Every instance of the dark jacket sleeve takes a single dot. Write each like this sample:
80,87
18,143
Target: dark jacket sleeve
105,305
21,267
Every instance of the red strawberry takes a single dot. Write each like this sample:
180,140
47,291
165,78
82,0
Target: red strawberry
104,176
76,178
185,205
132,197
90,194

= = =

Search the material above for lines containing the string "takes", then pull them out.

* **SOLUTION FOR THIS TASK**
Every instance of the dark jacket sleeve takes a single dot. Write each like this sample:
Every instance of the red strawberry takes a single dot. Write each like this sample:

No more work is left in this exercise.